Brief:
Update these entries by replacing every instance of "Input image" with "Source image" and leaving all other text unchanged. Omit the pictures from your answer.

Annotated coordinate records
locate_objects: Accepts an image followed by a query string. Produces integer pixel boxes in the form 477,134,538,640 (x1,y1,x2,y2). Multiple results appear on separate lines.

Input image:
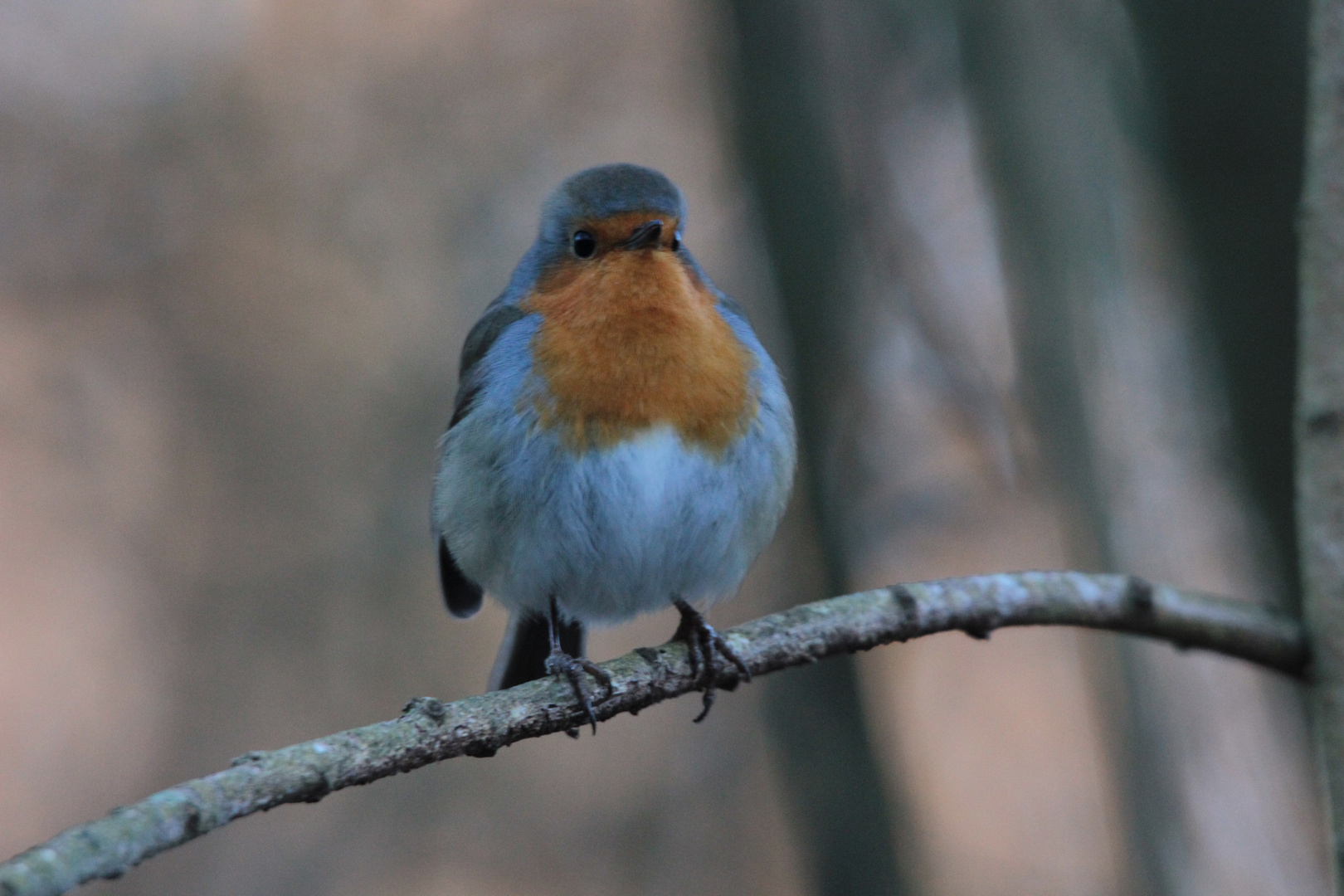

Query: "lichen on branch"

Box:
0,572,1307,896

The output:
locate_objects: Accepts an image followed by a query string. Produces integer pixel boxes in the form 477,134,538,640 (x1,y1,x2,y2). Multiple results appear on separate lines.

Source image:

Query: "lichen on branch"

Box:
0,572,1307,896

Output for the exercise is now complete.